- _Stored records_
----------

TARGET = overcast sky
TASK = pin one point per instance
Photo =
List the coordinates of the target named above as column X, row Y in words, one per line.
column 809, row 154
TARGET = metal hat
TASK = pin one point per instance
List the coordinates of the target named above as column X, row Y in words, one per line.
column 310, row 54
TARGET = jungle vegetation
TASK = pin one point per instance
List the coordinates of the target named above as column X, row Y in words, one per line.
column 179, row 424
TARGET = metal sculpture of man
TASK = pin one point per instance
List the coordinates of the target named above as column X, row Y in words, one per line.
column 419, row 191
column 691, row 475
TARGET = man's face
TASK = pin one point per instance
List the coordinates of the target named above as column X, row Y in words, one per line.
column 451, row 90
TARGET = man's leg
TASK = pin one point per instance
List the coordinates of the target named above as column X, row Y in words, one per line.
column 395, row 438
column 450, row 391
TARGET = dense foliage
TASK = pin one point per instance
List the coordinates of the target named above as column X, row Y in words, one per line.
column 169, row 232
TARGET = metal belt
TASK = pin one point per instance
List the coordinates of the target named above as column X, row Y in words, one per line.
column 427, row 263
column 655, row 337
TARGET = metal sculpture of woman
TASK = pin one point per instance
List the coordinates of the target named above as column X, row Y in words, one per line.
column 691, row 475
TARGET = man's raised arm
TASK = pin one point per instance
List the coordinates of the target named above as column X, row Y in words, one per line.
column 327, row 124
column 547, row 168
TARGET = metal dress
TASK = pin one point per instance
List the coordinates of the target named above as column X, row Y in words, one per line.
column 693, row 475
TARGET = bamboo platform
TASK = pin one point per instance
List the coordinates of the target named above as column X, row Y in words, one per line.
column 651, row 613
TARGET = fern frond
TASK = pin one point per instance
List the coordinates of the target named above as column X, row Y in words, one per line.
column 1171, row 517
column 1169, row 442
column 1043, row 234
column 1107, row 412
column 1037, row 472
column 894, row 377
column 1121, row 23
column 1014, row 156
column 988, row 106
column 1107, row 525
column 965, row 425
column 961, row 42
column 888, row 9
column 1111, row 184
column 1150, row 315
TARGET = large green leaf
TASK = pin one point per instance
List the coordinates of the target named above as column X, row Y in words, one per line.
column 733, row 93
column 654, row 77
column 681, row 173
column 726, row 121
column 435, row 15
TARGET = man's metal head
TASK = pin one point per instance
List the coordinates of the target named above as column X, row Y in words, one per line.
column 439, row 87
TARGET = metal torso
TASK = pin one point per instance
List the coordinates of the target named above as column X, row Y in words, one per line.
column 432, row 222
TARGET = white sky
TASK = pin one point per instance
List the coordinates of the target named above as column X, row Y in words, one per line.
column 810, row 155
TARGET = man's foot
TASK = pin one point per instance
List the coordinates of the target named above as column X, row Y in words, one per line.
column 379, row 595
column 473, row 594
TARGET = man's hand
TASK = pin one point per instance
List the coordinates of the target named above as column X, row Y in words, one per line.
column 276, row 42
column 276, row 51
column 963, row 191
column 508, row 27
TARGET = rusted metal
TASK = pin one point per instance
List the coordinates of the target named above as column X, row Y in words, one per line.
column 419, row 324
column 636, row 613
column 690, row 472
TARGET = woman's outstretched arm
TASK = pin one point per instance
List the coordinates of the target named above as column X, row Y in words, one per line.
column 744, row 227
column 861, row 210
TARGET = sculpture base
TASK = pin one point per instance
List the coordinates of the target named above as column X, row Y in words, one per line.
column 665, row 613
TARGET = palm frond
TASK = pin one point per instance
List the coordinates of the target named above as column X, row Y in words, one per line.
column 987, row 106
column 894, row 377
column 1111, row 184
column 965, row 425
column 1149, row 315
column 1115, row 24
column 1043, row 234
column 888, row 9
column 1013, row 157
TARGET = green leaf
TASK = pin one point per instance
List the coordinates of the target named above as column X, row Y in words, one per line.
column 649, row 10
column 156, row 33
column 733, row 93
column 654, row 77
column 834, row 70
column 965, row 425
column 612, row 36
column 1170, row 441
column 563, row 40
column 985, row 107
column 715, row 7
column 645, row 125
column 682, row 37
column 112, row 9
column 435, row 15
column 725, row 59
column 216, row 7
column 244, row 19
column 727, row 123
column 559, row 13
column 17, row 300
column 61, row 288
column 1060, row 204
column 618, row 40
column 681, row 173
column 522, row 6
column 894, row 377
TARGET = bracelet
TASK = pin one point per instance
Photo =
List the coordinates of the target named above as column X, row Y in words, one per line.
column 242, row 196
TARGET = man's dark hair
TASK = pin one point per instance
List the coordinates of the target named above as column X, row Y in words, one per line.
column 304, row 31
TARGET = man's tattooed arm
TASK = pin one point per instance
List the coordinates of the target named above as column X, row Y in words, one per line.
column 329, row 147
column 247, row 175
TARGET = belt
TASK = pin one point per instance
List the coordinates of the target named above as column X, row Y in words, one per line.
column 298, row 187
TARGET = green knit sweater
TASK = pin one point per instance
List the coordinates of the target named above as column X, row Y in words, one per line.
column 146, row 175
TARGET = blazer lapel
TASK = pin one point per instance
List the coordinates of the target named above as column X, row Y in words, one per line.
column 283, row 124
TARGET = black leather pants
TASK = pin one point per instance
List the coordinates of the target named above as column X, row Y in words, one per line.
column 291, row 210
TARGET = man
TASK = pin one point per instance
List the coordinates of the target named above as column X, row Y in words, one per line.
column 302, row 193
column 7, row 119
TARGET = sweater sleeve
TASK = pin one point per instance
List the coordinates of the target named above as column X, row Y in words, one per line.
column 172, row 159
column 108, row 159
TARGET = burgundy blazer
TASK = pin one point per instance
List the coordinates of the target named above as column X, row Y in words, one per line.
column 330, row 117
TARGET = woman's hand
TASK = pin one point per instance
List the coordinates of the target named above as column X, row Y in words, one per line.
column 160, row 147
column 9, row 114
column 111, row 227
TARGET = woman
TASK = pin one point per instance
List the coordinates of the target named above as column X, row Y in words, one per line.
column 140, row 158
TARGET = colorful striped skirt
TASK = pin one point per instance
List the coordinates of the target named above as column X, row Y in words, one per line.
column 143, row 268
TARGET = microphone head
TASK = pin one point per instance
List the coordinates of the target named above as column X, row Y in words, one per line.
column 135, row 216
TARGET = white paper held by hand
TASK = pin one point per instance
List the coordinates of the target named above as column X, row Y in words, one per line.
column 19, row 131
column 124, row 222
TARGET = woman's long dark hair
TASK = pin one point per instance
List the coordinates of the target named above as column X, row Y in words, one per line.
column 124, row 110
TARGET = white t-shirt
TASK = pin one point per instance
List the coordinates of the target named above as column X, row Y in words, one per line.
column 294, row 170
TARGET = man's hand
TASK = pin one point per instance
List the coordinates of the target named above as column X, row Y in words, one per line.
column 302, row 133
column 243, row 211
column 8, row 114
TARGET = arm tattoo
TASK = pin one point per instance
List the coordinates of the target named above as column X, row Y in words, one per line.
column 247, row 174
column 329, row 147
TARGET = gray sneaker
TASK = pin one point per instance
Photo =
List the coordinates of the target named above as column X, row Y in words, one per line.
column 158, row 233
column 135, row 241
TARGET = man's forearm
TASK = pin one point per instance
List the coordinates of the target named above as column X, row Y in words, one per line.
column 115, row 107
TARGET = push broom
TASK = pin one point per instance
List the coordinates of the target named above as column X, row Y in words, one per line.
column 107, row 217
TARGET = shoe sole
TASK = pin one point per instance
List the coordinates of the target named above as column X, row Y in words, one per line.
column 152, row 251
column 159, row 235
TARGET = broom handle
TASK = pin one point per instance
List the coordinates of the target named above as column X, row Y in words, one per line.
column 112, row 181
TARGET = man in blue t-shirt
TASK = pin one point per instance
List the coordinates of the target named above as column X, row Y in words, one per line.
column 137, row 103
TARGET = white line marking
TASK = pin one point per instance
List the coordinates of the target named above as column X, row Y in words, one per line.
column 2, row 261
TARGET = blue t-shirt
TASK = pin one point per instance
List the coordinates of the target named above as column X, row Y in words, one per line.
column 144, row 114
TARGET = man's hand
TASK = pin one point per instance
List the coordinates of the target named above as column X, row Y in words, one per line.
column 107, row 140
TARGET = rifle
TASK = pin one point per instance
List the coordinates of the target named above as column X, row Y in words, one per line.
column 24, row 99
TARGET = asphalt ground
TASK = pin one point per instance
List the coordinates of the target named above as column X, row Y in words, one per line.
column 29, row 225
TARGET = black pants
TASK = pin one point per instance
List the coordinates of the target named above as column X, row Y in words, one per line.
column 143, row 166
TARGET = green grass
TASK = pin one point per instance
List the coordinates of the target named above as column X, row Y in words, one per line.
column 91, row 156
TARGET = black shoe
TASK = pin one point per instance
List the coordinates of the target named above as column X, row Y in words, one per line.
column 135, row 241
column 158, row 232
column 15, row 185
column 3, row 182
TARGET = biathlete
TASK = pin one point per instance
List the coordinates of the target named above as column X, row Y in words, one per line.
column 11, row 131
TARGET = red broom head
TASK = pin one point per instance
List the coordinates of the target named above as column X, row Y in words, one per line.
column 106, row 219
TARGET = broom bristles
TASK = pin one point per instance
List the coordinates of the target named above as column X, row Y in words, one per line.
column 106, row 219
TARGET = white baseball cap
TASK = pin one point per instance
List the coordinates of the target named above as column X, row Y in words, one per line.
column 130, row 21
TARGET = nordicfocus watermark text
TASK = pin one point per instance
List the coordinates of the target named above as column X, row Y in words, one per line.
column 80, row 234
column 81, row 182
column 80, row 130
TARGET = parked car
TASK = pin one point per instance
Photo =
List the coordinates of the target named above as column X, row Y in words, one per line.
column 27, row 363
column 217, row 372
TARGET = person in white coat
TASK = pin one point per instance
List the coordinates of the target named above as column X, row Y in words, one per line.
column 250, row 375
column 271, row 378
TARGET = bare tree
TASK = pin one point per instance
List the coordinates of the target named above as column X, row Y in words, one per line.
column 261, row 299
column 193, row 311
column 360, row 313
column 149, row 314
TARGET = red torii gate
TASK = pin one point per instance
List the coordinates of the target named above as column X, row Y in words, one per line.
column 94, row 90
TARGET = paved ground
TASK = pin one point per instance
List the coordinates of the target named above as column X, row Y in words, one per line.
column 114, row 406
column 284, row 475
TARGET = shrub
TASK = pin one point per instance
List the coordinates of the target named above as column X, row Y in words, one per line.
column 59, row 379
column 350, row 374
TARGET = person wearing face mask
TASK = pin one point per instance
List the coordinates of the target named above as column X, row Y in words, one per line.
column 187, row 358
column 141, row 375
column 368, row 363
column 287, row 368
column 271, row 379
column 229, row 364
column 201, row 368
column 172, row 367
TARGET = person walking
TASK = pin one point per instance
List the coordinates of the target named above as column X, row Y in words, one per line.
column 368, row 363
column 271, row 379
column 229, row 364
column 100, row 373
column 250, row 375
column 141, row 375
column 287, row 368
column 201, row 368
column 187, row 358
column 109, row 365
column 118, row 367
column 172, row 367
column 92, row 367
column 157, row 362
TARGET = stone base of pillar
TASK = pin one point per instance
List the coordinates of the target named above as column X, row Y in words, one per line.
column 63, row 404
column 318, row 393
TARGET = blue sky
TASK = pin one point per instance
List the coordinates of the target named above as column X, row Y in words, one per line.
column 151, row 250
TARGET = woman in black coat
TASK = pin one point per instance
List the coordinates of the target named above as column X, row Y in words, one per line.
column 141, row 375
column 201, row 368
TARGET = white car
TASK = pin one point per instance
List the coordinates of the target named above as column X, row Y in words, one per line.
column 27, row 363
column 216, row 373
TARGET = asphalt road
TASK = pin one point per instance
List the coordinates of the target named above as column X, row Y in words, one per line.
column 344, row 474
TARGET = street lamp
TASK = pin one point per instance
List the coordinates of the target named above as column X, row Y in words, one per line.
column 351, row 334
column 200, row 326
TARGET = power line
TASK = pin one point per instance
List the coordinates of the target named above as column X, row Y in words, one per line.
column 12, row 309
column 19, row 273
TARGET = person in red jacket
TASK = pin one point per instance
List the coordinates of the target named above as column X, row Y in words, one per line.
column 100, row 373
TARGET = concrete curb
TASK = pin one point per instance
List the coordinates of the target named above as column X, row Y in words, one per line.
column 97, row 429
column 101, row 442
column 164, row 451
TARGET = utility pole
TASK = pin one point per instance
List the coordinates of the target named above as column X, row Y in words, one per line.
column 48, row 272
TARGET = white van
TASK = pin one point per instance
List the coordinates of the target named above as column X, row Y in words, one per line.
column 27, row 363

----------

Reproduce the entries verbatim, starting at the first line and ending at the line that contains "column 179, row 424", with that line included.

TARGET = overcast sky
TASK = pin one point per instance
Photo =
List the coordinates of the target named above as column X, row Y in words, one per line.
column 809, row 154
TARGET = metal hat
TASK = pin one point per instance
List the coordinates of the target named above as column X, row Y in words, one per line.
column 310, row 54
TARGET = jungle vegetation
TASK = pin one point per instance
List the coordinates of the target named above as column X, row Y in words, one per line.
column 179, row 424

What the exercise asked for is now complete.